What to work on.
Answer these questions using the post on AI and the last mile problem below.
1. According to some sources, how much of all delivery operational costs does last mile delivery often account for?
2. In the image the writer settled on, what does the overflowing treasure chest hold instead of coins?
3. About how long did it take the writer to come up with the image?

Selected excerpt.
★ ★ ★ ★ ★

When it comes to completing projects, the pareto principle often works in overdrive.

As someone once said to me that once you think you’re 90% done on a project, you’ve got another 50% to go.

This observation is somewhat analogous to the “last mile” challenge, which arises in various fields, such as supply chain management, transportation planning, and telecommunications infrastructure.

Someone can drop a package off at a post office, and getting that package to a distribution centre, to a port, to another country, and to one or more distribution centres, is a relatively efficient process. My understanding is that it’s getting the package to its final destination that stumps people trying to improve efficiencies. In fact, some sources suggest that in many cases, the last mile delivery cost is more than half of all delivery operational costs.

I’ve been playing around with various AI services lately, and the concept of the last mile has particularly struck me.

As an example, I used ChatGPT and Midjourney to generate the following image. Midjourney generated the image (and various iterations before I settled on this one). ChatGPT helped me to come up with prompts to give to Midjourney.

I started by asking ChatGPT to help me come up with prompts, by sharing the “About” page of this blog. I asked ChatGPT to come up with suggestions for an image or mascot or logo for the NZ Wealth & Risk blog based on this information. I then told ChatGPT the ideas I liked, and asked it to generate some more. I did this again a few times, and eventually settled on a few ideas I liked. I then asked ChatGPT to suggest some prompts, which I tested in Midjourney.

With Midjourney, I used these prompts to see what I liked. I then used a “cheat sheet” I’d created to make further tweaks to the prompts, before coming up with a prompt that generated something similar to what I’ve shown above – an overflowing treasure chest, with gold hearts instead of coins. (The prompt itself includes the words “representing harmony between financial goals, values, and life priorities”.)

I found an image I liked, and created a number of variations of that image. As you can see above.

Which I really like. I think it looks great, and I feel it resonates pretty well with this blog. Maybe I’d have come up with this concept if I’d spent enough time brainstorming and sketching, or if I’d used a design professional to come up with it. But I suspect it would have taken a long time, and probably been an expensive process.

The thing is, the image has some shortcomings. If you look at it for more than a few seconds, you’ll notice some weird quirks. Some of the hearts are weird. Some even look like they’re broken hearts. The “V” on the front of the chest looks pretty cool, but it doesn’t match with the trunk’s lid. I could go on and on.

It didn’t take me long to come up with this image. Probably 20 to 30 minutes. However, perfecting the image would take me a lot longer. Whether that involved using Midjourney or DALL-E 2 and additional prompting, using Photoshop, or engaging someone to “perfect” the image, it’d take a lot to get it where I want.

In the case of this image, I’m probably going to use it for this blog, and perhaps use variants of this over time, and make tweaks as and when I can be bothered. For my purposes, near enough is good enough.

But that’s not the case in many situations.

An AI might provide a lot of great suggestions and direction, in lots of domains. But getting from 90%, or 95%, or 99% to getting “all the way” will be a final jump that’s hard. A lot of the time, 90% or 95% or 99% might be fine.

But in other domains, it might not be enough.

Which is a long-winded way of saying: my hypothesis with a lot of AI tools is that they will help people in a lot of ways. However, people using these tools will often experience a modern version of the last mile problem.

In lots of cases, AI will speed up a lot of the process. But in speeding up the initial 90% to 99% of the project, it might mean that an even bigger proportion of the time and resources will be needed to get projects fully completed.

★ ★ ★ ★ ★

Data section.
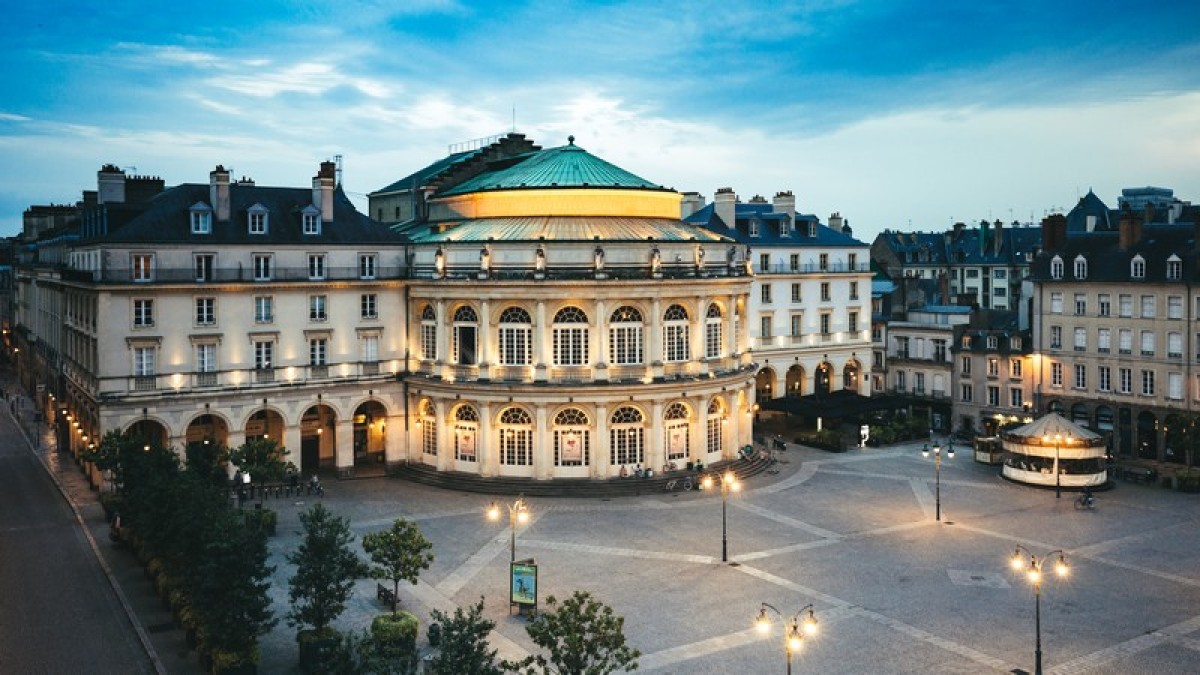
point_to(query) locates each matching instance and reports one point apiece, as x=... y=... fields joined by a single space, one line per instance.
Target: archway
x=318 y=437
x=765 y=384
x=370 y=434
x=850 y=376
x=795 y=381
x=150 y=431
x=1147 y=435
x=823 y=384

★ ★ ★ ★ ★

Output for this exercise.
1. More than half.
2. Gold hearts.
3. Probably 20 to 30 minutes.